* **DATA PROVIDED**:
══════
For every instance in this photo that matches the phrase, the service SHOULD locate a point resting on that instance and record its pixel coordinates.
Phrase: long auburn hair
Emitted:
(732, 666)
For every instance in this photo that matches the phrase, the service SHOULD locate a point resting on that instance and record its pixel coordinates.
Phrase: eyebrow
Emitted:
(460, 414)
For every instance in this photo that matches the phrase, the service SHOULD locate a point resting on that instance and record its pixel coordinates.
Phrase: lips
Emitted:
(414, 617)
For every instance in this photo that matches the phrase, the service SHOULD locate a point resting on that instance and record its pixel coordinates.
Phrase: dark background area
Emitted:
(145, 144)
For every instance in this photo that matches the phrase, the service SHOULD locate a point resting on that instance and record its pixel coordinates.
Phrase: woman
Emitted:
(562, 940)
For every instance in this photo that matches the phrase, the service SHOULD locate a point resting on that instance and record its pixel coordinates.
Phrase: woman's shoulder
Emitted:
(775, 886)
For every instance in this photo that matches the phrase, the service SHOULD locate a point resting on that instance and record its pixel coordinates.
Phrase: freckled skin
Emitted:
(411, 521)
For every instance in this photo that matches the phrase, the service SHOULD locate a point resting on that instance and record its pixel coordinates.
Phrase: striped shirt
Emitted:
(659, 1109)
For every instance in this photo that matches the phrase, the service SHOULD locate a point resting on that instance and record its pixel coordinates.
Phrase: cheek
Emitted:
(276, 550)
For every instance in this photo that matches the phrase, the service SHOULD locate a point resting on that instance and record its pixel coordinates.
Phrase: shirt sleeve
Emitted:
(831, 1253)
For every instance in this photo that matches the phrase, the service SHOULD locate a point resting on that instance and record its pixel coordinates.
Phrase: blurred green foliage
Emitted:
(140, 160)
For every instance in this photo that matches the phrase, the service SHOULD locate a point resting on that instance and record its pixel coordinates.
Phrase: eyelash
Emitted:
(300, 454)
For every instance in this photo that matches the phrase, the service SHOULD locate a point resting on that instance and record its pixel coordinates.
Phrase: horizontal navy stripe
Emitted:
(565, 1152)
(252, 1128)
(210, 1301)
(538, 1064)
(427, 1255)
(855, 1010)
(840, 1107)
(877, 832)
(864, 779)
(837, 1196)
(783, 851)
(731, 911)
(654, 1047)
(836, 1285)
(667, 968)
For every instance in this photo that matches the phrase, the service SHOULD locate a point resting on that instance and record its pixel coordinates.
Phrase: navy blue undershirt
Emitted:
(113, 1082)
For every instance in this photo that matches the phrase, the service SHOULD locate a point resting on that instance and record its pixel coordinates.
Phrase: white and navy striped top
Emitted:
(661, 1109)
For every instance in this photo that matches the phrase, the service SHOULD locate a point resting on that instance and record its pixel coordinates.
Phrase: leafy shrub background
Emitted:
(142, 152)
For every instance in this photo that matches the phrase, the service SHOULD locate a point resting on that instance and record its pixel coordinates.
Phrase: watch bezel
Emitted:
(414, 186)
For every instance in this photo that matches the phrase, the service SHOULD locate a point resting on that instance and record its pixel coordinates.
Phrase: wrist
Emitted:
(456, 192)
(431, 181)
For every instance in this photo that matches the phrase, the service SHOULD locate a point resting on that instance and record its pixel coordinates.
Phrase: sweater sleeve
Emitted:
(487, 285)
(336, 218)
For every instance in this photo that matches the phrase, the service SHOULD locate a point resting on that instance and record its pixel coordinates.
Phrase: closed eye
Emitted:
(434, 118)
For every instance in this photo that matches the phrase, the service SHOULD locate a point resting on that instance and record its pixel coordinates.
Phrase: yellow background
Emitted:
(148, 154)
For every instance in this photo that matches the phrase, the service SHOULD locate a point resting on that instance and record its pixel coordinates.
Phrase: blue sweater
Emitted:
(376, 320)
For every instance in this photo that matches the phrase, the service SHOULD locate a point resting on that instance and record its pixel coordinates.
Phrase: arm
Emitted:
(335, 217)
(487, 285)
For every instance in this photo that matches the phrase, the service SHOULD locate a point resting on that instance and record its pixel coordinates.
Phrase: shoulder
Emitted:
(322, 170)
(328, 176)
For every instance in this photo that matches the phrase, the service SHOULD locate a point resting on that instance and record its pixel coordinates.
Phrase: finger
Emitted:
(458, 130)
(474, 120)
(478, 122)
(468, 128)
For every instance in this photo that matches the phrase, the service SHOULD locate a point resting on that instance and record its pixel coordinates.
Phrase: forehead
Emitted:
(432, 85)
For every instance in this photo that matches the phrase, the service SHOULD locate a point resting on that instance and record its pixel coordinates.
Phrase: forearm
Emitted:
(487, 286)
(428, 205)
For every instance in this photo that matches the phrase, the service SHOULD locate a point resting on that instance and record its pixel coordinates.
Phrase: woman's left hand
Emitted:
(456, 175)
══════
* **ABOUT THIS TASK**:
Copy out all of the lines above exactly.

* **RESULT**:
For every instance in this photo that matches the phrase, the service SHOULD locate a point resting on that instance and record its pixel coordinates.
Phrase: long auburn hair
Emitted:
(732, 666)
For every instance in this photo that matches the phrase, the service SHOULD locate a point resting on that instance and record its pixel coordinates.
Phrase: eyebrow
Emitted:
(460, 414)
For every instance in this photo that matches the phrase, the service SHOULD locate a point resting on that instance and record its pixel coordinates.
Phrase: lips
Emitted:
(414, 617)
For every instance in this photo that matches the phrase, the service SHOULD locate a point resting on that instance and record its pixel coordinates.
Phrase: dark background area
Emitted:
(145, 144)
For every instance in this photo that matches the phrase, the service SHOULD locate a point resting on that instance and record its pixel coordinates.
Phrase: woman
Emitted:
(562, 940)
For every instance in this photo that matches the phrase, the service SHOULD locate a point resting on that instance and record its pixel coordinates.
Phrase: woman's shoulder
Emitted:
(775, 886)
For every instance in this photo that matches the phrase, the service SHOULD locate a point resting on that instance and record its pixel coordinates.
Phrase: freckled skin
Emitted:
(411, 521)
For every instance in this photo that matches the phrase, the service SHOULD locate a point resting on that instance and record its pixel coordinates.
Phrase: striped shirt
Emitted:
(659, 1109)
For every instance in this photo that matches the phrase, the service SHOULD locate a point resting on that instance and record its pixel coordinates.
Phrase: cheek
Emitted:
(276, 550)
For every instance in this photo that matches the phrase, the service SHOULD locate a point resting on that instance and record its pixel coordinates.
Phrase: shirt sleeve
Emitted:
(831, 1253)
For every instance in this photo that matches the phrase, the service SHOULD locate a point resting on that instance and record its pixel coordinates.
Phrase: blurred green foliage
Emitted:
(140, 160)
For every instance in this photo that matches the phrase, the service SHOULD locate a point resting on that instance and record its pixel coordinates.
Phrase: eyelash
Emitted:
(300, 454)
For every instance in this photo that matches the phrase, the service SHOULD locate a point resting on that instance and record its pixel coordinates.
Phrase: horizontal navy stripe
Emitted:
(565, 1152)
(252, 1128)
(210, 1301)
(538, 1064)
(427, 1255)
(855, 1010)
(840, 1107)
(877, 832)
(864, 779)
(837, 1196)
(783, 851)
(731, 911)
(654, 1047)
(836, 1285)
(667, 968)
For every instance in this photo that matches the phrase, the service SHOULD locate a point resting on that instance and record its pixel coordinates.
Phrase: navy blue undershirt
Emitted:
(113, 1082)
For every instance in this photo that matches the phrase, the service SHOULD locate a point resting on that instance and record its pixel coordinates.
Phrase: white and navy striped top
Emitted:
(661, 1109)
For every instance in this photo that matches the phrase, the service SHOULD locate a point resting on that instance and record its pixel coordinates.
Phrase: leafy shrub background
Emitted:
(142, 152)
For every instance in this photo that matches the phrase, the service SHOULD locate a point resting on that instance and record its pixel coordinates.
Phrase: watch bezel
Emitted:
(414, 186)
For every instance in this photo that matches the phrase, the service SHOULD locate a point resting on that instance and record its pixel coordinates.
Phrase: wrist
Emitted:
(456, 192)
(431, 181)
For every instance in this photo that matches the phrase, the service SHOULD locate a point resting on that instance and record its pixel coordinates.
Phrase: sweater sleeve
Emitted:
(487, 285)
(336, 218)
For every instance in this photo that matches the phrase, the service SHOULD locate a point resting on that instance and record its pixel coordinates.
Phrase: closed eye
Emitted:
(434, 118)
For every instance in this photo that matches the phrase, the service SHOULD locate a point resting on that instance and record its pixel coordinates.
Phrase: yellow background
Emitted:
(148, 154)
For every instance in this photo that matches the phrase, the service SHOULD locate a point resting on that instance and record its pixel coordinates.
Phrase: blue sweater
Emitted:
(376, 320)
For every instance in this photo that matches the phrase, the service SHOULD locate a point resting on that instance and record its pixel coordinates.
Phrase: arm
Emitted:
(335, 217)
(487, 285)
For every instance in this photo that matches the phrase, the service SHOULD locate a point resting on that instance and record its pixel coordinates.
Phrase: shoulder
Emitted:
(322, 170)
(328, 176)
For every instance in this photo that matches the phrase, the service SHOULD locate a point resting on that instance and record its pixel coordinates.
Phrase: finger
Emitted:
(458, 130)
(474, 120)
(478, 122)
(468, 128)
For every instance in this photo that matches the phrase, the service SHOULD locate a point resting on that instance and record its pixel coordinates.
Phrase: forehead
Emitted:
(432, 85)
For every instance in this photo that matches the phrase, the service SHOULD locate a point resting on that instance and record its pixel coordinates.
Phrase: forearm
Emitted:
(487, 286)
(428, 205)
For every instance in this photo that matches the phrase, the service SHOULD locate a point resting on that instance and record its pixel coordinates.
Phrase: woman's left hand
Emitted:
(456, 175)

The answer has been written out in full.